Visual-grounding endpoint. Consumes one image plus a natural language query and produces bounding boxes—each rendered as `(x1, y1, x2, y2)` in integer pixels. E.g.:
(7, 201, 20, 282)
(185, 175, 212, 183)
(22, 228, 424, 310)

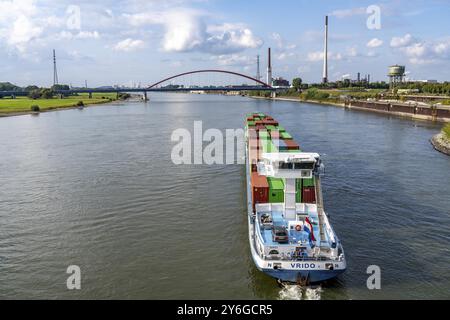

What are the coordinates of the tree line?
(0, 82, 71, 99)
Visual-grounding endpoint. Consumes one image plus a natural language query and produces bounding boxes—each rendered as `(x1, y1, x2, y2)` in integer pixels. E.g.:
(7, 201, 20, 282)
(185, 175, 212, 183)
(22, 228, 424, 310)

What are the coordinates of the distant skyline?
(1, 0, 449, 87)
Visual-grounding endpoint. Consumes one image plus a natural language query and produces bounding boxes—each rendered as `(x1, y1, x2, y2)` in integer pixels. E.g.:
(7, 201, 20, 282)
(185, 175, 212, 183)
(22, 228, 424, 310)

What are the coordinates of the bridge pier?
(116, 92, 119, 100)
(88, 92, 92, 99)
(271, 91, 276, 98)
(143, 91, 149, 102)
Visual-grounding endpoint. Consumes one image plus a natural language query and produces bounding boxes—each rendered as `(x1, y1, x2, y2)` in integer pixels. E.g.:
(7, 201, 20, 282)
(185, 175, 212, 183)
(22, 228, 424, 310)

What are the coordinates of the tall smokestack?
(322, 16, 328, 83)
(267, 47, 272, 86)
(53, 49, 59, 86)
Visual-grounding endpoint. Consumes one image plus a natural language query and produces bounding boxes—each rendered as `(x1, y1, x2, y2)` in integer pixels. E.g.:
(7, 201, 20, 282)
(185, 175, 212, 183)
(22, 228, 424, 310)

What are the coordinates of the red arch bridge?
(0, 70, 276, 99)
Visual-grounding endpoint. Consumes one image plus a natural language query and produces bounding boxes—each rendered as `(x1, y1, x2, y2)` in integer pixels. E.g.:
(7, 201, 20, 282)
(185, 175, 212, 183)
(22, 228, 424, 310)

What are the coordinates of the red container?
(249, 146, 258, 169)
(255, 125, 266, 132)
(283, 139, 300, 150)
(248, 129, 258, 140)
(249, 138, 259, 151)
(302, 187, 316, 203)
(251, 172, 269, 210)
(270, 131, 281, 139)
(249, 146, 259, 172)
(262, 120, 279, 126)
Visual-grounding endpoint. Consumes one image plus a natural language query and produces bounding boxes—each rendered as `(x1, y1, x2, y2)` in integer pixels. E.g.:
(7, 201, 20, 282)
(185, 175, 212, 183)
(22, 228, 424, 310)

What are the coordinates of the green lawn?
(0, 94, 116, 114)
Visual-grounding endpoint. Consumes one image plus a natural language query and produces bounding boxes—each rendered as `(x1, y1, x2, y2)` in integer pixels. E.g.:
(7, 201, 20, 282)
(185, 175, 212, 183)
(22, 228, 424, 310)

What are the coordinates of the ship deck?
(256, 204, 329, 248)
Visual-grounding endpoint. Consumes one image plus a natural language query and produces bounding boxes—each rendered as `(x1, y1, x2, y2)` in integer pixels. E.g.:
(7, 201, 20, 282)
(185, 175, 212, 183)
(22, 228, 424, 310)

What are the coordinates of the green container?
(258, 112, 265, 117)
(302, 178, 315, 187)
(277, 126, 286, 132)
(265, 125, 277, 131)
(295, 179, 303, 203)
(280, 132, 293, 140)
(258, 131, 270, 140)
(247, 121, 255, 126)
(260, 139, 269, 153)
(261, 140, 278, 153)
(267, 177, 284, 203)
(296, 190, 302, 202)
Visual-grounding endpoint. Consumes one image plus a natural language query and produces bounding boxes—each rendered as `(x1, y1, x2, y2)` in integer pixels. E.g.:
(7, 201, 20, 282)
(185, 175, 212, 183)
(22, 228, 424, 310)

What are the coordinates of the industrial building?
(272, 77, 290, 88)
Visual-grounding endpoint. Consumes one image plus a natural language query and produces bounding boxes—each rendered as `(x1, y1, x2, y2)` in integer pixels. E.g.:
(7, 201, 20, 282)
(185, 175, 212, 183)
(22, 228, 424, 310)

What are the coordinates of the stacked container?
(267, 177, 284, 203)
(280, 132, 293, 140)
(251, 172, 269, 211)
(245, 112, 316, 209)
(302, 187, 316, 203)
(283, 140, 300, 150)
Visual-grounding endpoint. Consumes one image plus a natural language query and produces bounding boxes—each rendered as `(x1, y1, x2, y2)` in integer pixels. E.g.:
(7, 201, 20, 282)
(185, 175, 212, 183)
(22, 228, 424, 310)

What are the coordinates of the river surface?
(0, 94, 449, 299)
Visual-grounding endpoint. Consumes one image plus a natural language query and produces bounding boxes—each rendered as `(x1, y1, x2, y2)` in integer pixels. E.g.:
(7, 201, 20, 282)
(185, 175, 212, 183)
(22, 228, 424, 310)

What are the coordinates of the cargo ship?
(245, 113, 346, 284)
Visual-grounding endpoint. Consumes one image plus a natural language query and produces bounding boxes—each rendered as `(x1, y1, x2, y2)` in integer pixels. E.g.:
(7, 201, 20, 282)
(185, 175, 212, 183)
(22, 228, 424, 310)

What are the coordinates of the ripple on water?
(278, 284, 323, 300)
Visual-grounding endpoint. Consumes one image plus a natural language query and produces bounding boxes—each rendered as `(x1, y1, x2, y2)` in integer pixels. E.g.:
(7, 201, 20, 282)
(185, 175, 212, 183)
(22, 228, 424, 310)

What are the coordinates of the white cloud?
(76, 31, 100, 39)
(123, 9, 262, 54)
(390, 34, 450, 65)
(203, 23, 262, 54)
(0, 0, 42, 53)
(307, 51, 342, 62)
(303, 30, 352, 42)
(329, 7, 366, 18)
(367, 38, 383, 48)
(57, 30, 100, 40)
(270, 32, 296, 55)
(276, 52, 295, 60)
(211, 54, 253, 67)
(306, 51, 324, 62)
(7, 14, 43, 52)
(271, 32, 283, 48)
(113, 38, 145, 52)
(347, 47, 358, 57)
(390, 34, 415, 48)
(433, 41, 450, 56)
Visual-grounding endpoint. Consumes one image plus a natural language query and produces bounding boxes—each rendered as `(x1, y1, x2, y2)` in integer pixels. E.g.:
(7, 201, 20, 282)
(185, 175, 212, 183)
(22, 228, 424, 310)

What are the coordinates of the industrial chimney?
(267, 47, 272, 86)
(322, 16, 328, 84)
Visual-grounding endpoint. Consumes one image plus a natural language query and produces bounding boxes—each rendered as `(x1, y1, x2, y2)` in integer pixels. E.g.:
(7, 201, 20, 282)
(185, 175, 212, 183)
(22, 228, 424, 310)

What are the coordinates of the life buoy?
(295, 225, 301, 231)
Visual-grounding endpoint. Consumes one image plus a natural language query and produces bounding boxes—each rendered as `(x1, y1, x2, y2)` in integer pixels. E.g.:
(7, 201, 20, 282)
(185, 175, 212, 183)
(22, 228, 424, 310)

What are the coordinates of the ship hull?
(262, 268, 345, 283)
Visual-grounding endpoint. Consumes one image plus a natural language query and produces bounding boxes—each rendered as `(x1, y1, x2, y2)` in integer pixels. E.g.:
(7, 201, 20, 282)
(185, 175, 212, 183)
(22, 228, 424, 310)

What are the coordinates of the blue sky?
(1, 0, 449, 87)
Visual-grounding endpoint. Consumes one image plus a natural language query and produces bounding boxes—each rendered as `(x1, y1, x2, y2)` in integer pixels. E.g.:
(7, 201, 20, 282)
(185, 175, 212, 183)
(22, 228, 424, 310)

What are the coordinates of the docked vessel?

EXERCISE DIRECTIONS: Reproduce the material exactly; keep pictures out.

EXPECTED ANSWER:
Visual-grounding endpoint. Consumes one image plus a natural language query and produces bounding boxes—each rendered as `(x1, y1, x2, y2)` in integer pixels. E.g.:
(7, 201, 20, 282)
(185, 175, 212, 183)
(22, 228, 424, 310)


What are the coordinates of the tree line?
(0, 82, 71, 99)
Visual-grounding endpoint. Consumes one image plus a natural language query and produces bounding boxes—each rendered as `(x1, y1, x2, y2)` in integer pixels. E.g.:
(7, 201, 20, 282)
(185, 175, 212, 183)
(22, 228, 424, 310)

What are the coordinates of the distant skyline?
(1, 0, 449, 87)
Visual-grounding endpoint. Consumes one image plus a natural language query and produces bounding boxes—each rendered as `(x1, y1, x2, y2)` in integer pixels. E.g.:
(7, 201, 20, 282)
(185, 175, 212, 183)
(22, 228, 424, 310)

What are the coordinates of the bridge pier?
(116, 92, 119, 100)
(88, 92, 92, 99)
(271, 91, 276, 98)
(143, 91, 149, 102)
Visual-grounding endpoint. Consumes one image plus a natural language query and produces bounding boxes—each rendered as `(x1, y1, x2, y2)` in integer pixels. E.g.:
(7, 201, 20, 282)
(185, 175, 212, 183)
(22, 228, 424, 310)

What are the coordinates of the tall smokestack?
(322, 16, 328, 83)
(267, 47, 272, 86)
(53, 49, 59, 86)
Visual-grounding endpoint. Consumes one image plus a natural language query and produces bounding boxes—each rendered as `(x1, y1, x2, y2)` in integer pixels. E.g.:
(7, 201, 20, 282)
(185, 175, 212, 183)
(22, 228, 424, 310)

What are the coordinates of the red arch bridge?
(0, 70, 276, 99)
Visual-grounding endpoint. Consumes one image plus a natural language query and produces bounding boxes—each rendered as `(x1, y1, x2, y2)` in integer pixels. E.g.:
(7, 201, 20, 282)
(185, 175, 212, 183)
(22, 228, 424, 310)

What are the coordinates of the red container?
(249, 146, 258, 169)
(255, 125, 266, 132)
(283, 139, 300, 150)
(248, 129, 258, 140)
(249, 138, 259, 151)
(302, 187, 316, 203)
(251, 172, 269, 210)
(270, 131, 281, 139)
(249, 146, 259, 172)
(262, 120, 279, 126)
Visual-grounding endpoint. Consumes one image plus a natural language query and produces bounding boxes—each rendered as `(x1, y1, x2, y2)` in integer pixels. E.g.:
(7, 201, 20, 282)
(185, 175, 212, 183)
(22, 228, 424, 310)

What are the coordinates of the green lawn?
(0, 94, 116, 114)
Visual-grounding endpoint. Consumes one image plus a natural language query and produces bounding boxes—each rendered as `(x1, y1, x2, y2)` in integer pixels. E.g.:
(7, 201, 20, 282)
(185, 175, 212, 183)
(22, 228, 424, 310)

What are the coordinates of the ship deck?
(256, 204, 329, 248)
Visual-grounding endpoint. Consumes one image plus a natural language query and produces bounding boxes—each rendered as `(x1, y1, x2, y2)` in integer pixels. E.g.:
(7, 201, 20, 282)
(185, 175, 212, 183)
(22, 228, 424, 310)

What are the coordinates of the green container?
(258, 112, 265, 117)
(302, 178, 315, 187)
(277, 126, 286, 132)
(265, 125, 277, 131)
(295, 179, 303, 203)
(280, 132, 293, 140)
(258, 131, 270, 140)
(247, 121, 255, 126)
(260, 139, 269, 153)
(261, 140, 278, 153)
(267, 177, 284, 203)
(296, 190, 302, 202)
Visual-grounding endpoint. Consumes one image plus a natural language query and produces bounding boxes—each rendered as `(x1, y1, x2, y2)` in integer pixels. E.g.:
(7, 201, 20, 282)
(185, 175, 212, 183)
(22, 228, 424, 310)

What are the coordinates of the industrial building?
(272, 77, 290, 88)
Visual-grounding endpoint. Consumes one image plus a natural language query and produces bounding boxes—each rendered as `(x1, y1, x2, y2)` in integer pixels. E.g.:
(7, 201, 20, 282)
(185, 175, 212, 183)
(22, 228, 424, 310)

What are the coordinates of the stacked container?
(267, 177, 284, 203)
(280, 132, 293, 140)
(251, 172, 269, 211)
(245, 112, 316, 209)
(302, 187, 316, 203)
(283, 140, 300, 150)
Visual-grounding endpoint. Consumes one image plus a natural language query and produces bounding boxes—each rendered as `(x1, y1, x2, y2)` in integer pixels. E.g.:
(7, 201, 20, 282)
(185, 175, 212, 183)
(22, 228, 424, 310)

What are the coordinates of the river surface?
(0, 94, 449, 299)
Visual-grounding endpoint. Consumes one image plus a natural language query and produces bounding boxes—each rendered as `(x1, y1, x2, y2)` in integer pixels. E.g.:
(7, 201, 20, 282)
(185, 175, 212, 183)
(22, 228, 424, 310)

What are the coordinates of the cargo ship?
(245, 113, 346, 284)
Visual-grounding endpoint. Consumes one image plus a natural language query and produces bounding boxes—each rendered as `(x1, y1, x2, y2)` in integer pixels. E.g.:
(7, 201, 20, 282)
(185, 175, 212, 183)
(22, 228, 424, 310)

What are the coordinates of the ripple on water?
(278, 284, 323, 300)
Visual-grounding endpoint. Consumes one image plus a natural language query and produces bounding boxes—each rendered as `(x1, y1, x2, y2)` in integer pixels. E.g.:
(7, 201, 20, 282)
(185, 175, 212, 183)
(22, 228, 424, 310)

What are the coordinates of the white cloud?
(76, 31, 100, 39)
(123, 9, 262, 54)
(390, 34, 450, 65)
(203, 23, 262, 54)
(0, 0, 42, 53)
(307, 51, 342, 62)
(303, 30, 352, 42)
(329, 7, 366, 18)
(367, 38, 383, 48)
(57, 30, 100, 40)
(270, 32, 296, 55)
(276, 52, 295, 60)
(211, 54, 253, 67)
(306, 51, 324, 62)
(7, 14, 43, 52)
(271, 32, 283, 48)
(113, 38, 145, 52)
(347, 47, 358, 57)
(390, 34, 415, 48)
(433, 41, 450, 56)
Visual-grounding endpoint. Consumes one image plus a natural language query and produces bounding boxes—each rendered as `(x1, y1, x2, y2)` in integer pixels. E.g.:
(7, 201, 20, 282)
(185, 175, 212, 183)
(22, 228, 424, 310)

What are the coordinates of the industrial chimney?
(267, 47, 272, 86)
(322, 16, 328, 84)
Visual-grounding endpoint. Consumes one image plus a natural language query and produces bounding boxes—each rendered as `(x1, y1, x2, y2)` in integer pixels. E.g.:
(7, 201, 20, 282)
(185, 175, 212, 183)
(22, 228, 424, 310)

What are the coordinates of the life buoy?
(295, 225, 301, 231)
Visual-grounding endpoint. Consumes one image plus a natural language query and produces bounding boxes—each rendered as `(x1, y1, x2, y2)` in integer pixels. E.g.:
(7, 201, 20, 282)
(185, 175, 212, 183)
(22, 228, 424, 310)

What are the coordinates of the ship hull?
(262, 268, 345, 283)
Visual-grounding endpoint. Consumes one image plus a natural language query and produces bounding boxes—each rendered as `(x1, y1, x2, y2)` in integer pixels. E.g.:
(7, 201, 20, 282)
(185, 175, 212, 183)
(22, 228, 424, 310)

What are the coordinates of the blue sky?
(1, 0, 449, 87)
Visual-grounding endpoint. Consumes one image plus a natural language query and produces bounding boxes—each rendered as `(x1, y1, x2, y2)` in integer pixels. E.g.:
(7, 201, 20, 282)
(185, 175, 212, 183)
(22, 228, 424, 310)

What are the coordinates of the docked vessel?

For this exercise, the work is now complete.